▸ Document passage:
<<<<

2. The size of the Fund hereby proposed is directly associated with the impact of the recession. The amount to be made available should be what is necessary to restore the Eurozone’s real GDP to the levels of 2019, including a real growth of 3%. The fund’s amount will be calculated for that purpose. For the minimum estimate of the GDP drop, we take the average value of the fiscal multiplier estimated by the IMF in the study by Blanchard and Leigh (1.1) and the OECD formula (2% drop in GDP per month of social isolation) for a minimum of two months. Therefore, the fund must be immediately endowed with a capacity of at least 6.3% of the Eurozone’s GDP, that is, about 750 billion. Once the Eurozone GDP figures are known, the Fund should be increased by 120 billion per percentage point of GDP drop above 4%, that is, it could reach 1.47 trillion for a 10% drop in GDP.

3. Fund financing must be made through bonds issued by the Fund itself (if it has a formal existence) or by the European Investment Bank. In either case, the bonds are fully acquired by the European Central Bank. Securities will have a rate of 0.05% and a maturity of 80 years.

>>>>

▸ Excerpted data:

<<<<

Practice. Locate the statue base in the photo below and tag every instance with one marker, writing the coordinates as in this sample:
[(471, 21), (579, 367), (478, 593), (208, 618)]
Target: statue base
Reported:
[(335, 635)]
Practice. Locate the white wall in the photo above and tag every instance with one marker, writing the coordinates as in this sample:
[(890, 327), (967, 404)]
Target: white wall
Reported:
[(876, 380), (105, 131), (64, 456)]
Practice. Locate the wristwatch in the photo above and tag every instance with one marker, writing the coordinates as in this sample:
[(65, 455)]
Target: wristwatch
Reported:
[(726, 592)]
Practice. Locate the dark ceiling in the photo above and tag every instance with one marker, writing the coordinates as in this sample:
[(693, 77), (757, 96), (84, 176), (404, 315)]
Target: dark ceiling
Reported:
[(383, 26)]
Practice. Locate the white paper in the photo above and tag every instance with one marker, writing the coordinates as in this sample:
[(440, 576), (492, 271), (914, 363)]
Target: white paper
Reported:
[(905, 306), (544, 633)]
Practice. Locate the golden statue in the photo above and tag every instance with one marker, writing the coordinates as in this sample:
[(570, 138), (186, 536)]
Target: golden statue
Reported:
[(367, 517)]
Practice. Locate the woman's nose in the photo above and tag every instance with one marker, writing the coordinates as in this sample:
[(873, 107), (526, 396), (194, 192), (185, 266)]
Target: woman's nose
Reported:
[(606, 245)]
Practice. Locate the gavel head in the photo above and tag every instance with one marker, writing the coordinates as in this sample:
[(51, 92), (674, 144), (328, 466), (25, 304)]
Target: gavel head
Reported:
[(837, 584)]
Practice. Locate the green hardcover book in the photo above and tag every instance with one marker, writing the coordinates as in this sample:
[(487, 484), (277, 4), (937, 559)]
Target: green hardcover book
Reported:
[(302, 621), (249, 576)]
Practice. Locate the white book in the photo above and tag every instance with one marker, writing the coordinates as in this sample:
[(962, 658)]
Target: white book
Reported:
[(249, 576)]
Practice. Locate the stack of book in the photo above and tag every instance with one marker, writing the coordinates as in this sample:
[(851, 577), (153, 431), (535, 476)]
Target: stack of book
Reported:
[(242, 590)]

>>>>

▸ Directions for this task:
In the recovery fund proposal, what interest rate and maturity will the securities have? You won't need the entries.

▸ Reply to the task:
A rate of 0.05% and a maturity of 80 years.